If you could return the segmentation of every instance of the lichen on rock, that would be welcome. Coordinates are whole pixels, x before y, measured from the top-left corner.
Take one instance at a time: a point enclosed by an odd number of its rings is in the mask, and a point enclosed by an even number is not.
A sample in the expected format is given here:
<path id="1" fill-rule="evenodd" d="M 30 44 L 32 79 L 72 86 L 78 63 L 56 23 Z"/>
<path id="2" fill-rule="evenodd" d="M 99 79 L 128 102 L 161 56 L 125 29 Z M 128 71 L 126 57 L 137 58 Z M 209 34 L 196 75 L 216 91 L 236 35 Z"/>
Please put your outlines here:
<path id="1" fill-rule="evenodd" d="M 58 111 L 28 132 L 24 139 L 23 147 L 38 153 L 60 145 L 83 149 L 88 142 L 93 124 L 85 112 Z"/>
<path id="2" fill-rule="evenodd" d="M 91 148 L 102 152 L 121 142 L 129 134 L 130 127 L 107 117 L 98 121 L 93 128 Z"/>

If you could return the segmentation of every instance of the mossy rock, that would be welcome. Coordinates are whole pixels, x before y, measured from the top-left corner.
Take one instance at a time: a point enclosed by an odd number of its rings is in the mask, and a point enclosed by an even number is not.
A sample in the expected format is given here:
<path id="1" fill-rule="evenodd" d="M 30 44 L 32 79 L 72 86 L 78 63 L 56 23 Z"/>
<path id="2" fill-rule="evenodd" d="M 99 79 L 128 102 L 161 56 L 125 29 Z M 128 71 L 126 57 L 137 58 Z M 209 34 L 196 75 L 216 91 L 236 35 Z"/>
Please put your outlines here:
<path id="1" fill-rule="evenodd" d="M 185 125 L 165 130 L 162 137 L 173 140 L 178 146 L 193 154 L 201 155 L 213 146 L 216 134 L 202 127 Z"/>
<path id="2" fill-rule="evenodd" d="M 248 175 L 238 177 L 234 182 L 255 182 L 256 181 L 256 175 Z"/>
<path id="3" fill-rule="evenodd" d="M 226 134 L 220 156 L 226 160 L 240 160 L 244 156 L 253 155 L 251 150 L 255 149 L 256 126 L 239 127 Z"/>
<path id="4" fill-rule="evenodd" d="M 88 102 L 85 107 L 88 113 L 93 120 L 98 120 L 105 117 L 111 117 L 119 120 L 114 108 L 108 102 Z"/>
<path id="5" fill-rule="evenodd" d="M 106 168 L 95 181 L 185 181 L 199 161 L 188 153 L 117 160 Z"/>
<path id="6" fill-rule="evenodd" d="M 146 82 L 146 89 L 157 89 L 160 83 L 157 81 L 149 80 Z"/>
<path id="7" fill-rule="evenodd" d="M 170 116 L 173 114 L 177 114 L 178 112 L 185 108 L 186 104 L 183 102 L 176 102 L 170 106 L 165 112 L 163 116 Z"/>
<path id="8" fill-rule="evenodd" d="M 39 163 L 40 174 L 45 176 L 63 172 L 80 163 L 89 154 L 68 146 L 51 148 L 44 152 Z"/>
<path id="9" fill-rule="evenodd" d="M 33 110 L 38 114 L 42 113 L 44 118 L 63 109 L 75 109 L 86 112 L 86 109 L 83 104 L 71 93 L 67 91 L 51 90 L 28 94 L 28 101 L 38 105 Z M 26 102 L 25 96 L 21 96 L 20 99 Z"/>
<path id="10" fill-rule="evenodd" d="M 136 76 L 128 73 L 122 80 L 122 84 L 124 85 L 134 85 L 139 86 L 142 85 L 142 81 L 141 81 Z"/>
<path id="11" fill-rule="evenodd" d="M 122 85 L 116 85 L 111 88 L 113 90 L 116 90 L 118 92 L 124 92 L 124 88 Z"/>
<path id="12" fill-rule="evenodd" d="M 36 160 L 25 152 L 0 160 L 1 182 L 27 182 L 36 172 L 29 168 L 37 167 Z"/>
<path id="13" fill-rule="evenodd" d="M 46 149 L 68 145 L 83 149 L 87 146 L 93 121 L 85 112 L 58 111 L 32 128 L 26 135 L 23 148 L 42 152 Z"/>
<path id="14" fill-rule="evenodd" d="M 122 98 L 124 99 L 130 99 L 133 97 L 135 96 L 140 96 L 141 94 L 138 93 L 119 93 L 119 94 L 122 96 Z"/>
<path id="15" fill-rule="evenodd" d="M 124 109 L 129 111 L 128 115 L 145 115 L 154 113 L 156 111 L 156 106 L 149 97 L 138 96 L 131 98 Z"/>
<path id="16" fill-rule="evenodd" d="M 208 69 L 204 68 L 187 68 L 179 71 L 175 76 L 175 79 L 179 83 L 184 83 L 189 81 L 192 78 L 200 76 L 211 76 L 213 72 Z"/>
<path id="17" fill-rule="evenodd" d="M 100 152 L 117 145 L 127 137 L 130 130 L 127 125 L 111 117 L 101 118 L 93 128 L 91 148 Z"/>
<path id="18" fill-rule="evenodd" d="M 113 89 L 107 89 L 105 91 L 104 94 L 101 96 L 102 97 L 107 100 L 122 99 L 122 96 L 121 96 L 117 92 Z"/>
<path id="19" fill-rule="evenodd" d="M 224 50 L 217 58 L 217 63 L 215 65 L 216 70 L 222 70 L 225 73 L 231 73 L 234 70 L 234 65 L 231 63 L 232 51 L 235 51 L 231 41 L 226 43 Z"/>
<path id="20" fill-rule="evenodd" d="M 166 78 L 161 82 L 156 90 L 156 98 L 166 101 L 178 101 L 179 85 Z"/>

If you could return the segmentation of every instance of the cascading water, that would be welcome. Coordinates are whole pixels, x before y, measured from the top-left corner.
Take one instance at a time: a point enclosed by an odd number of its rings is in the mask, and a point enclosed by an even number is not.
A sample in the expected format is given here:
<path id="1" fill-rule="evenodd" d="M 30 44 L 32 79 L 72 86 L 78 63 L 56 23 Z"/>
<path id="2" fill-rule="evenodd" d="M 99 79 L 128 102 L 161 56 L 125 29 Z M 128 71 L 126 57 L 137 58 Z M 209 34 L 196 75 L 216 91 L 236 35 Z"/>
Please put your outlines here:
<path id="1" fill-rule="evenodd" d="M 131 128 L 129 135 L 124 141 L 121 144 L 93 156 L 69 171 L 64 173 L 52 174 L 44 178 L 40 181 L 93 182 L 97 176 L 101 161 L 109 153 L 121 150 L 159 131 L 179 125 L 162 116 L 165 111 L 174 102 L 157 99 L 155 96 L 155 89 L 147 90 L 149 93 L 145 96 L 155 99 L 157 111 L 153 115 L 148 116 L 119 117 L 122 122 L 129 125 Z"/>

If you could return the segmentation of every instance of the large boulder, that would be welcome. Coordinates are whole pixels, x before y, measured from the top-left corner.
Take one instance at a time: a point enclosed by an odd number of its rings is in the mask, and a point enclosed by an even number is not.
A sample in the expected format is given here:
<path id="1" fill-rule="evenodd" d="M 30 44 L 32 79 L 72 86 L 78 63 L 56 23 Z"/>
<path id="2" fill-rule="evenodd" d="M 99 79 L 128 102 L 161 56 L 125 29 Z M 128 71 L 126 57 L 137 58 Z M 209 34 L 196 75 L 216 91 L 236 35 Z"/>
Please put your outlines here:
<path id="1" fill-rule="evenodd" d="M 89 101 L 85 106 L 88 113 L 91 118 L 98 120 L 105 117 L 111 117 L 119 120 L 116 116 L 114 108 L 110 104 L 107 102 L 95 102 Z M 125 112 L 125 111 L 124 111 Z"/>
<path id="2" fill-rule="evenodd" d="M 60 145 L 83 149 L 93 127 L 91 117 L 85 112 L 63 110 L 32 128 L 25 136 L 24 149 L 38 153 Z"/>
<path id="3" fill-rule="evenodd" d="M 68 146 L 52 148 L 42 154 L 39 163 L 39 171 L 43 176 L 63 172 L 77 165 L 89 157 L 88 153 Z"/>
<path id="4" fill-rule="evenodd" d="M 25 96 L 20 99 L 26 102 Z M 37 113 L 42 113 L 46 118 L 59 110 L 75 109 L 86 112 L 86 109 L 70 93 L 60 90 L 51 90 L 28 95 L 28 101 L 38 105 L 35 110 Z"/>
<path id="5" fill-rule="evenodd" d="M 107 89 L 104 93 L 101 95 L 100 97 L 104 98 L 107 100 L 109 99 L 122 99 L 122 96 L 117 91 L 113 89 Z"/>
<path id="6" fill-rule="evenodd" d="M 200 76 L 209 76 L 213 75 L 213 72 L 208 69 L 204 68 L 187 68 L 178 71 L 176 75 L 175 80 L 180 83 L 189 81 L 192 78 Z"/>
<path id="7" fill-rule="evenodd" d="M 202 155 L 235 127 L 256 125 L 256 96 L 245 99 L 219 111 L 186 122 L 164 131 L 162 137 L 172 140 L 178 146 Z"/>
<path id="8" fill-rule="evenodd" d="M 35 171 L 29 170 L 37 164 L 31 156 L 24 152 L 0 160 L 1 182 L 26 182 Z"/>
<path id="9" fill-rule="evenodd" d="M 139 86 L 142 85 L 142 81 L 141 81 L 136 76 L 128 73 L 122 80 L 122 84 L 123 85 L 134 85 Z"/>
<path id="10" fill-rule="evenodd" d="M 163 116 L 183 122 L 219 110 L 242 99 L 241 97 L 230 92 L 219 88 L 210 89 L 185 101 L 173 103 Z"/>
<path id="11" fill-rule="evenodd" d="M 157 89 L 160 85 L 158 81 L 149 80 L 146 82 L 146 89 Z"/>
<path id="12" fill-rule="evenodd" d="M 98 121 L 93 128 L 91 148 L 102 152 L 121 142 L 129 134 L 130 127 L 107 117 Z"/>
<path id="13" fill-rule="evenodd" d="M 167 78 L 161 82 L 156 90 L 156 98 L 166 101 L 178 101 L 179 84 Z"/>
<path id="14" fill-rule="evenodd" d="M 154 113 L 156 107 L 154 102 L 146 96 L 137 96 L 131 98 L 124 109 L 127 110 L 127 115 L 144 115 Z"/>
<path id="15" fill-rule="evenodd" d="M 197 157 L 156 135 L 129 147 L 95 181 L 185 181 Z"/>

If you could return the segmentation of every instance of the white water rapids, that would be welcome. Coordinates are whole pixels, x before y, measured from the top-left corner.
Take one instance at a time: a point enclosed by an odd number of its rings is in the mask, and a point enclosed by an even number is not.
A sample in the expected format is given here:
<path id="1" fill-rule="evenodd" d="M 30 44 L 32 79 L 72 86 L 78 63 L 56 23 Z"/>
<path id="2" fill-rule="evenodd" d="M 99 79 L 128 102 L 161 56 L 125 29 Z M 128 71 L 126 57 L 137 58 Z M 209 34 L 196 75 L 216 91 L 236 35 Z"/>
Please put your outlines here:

+++

What to work on
Edit the material from the line containing "of the white" through the end of the material, replacing "white water rapids" with "river rapids" and leaving everything else unchanged. Return only those lines.

Expected output
If you could return the segmentation of every instance of the river rapids, that would be welcome. Coordinates are whole pixels, x before y, measured from the top-left corner.
Take one instance at a time: a point enclosed by an odd number of its rings is in the mask, and a point enclosed by an even number is not.
A sample in the expected format is given here:
<path id="1" fill-rule="evenodd" d="M 30 44 L 32 79 L 72 86 L 78 63 L 56 23 Z"/>
<path id="2" fill-rule="evenodd" d="M 99 79 L 128 102 L 161 56 L 125 29 Z M 128 71 L 126 57 L 137 58 Z M 209 34 L 196 75 L 216 91 L 236 35 Z"/>
Please put your outlines here:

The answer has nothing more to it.